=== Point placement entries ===
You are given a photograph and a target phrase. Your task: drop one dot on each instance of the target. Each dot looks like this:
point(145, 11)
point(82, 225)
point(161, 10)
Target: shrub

=== Task brief ===
Reproduce each line of the entries above verbatim.

=== Finished exercise ===
You are given a photograph and a target phrase. Your task: drop one dot on each instance of the target. Each dot looks like this:
point(145, 11)
point(82, 225)
point(161, 10)
Target: shrub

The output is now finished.